◆ Instructions to follow
Rewrite the material from its first line through the line containing "80, 247, 108]]", substituting "locates" for "localizes" and leaving everything else unchanged.

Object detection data

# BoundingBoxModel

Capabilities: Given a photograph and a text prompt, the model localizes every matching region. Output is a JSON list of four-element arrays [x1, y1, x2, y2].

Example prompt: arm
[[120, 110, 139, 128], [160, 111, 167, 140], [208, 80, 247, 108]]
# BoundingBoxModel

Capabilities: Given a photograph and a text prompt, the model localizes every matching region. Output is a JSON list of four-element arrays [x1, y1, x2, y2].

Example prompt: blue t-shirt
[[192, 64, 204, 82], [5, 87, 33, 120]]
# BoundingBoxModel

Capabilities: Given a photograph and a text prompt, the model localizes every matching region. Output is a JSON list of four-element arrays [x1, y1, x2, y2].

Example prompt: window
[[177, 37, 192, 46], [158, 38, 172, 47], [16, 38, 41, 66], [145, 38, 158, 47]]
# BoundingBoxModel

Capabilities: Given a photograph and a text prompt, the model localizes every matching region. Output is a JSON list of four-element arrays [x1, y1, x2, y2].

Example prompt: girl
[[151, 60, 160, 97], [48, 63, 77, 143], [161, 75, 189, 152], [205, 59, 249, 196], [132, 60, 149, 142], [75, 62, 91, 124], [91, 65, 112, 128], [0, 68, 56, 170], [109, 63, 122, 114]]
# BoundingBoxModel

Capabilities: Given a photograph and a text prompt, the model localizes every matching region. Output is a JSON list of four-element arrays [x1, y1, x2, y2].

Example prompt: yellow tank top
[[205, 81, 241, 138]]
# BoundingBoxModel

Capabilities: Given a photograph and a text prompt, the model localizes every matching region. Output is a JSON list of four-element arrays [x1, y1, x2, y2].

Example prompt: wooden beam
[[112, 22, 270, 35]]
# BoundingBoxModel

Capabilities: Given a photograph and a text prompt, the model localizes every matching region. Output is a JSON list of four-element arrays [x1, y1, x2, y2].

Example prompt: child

◆ Written response
# BoundingBoxModel

Capabilities: Given a photograph and a text prompt, the model locates every matching region. Output is a JSON list of four-element arrays [x1, y1, x2, y2].

Example prompt: arm
[[120, 110, 139, 128], [160, 111, 167, 140], [208, 80, 247, 108]]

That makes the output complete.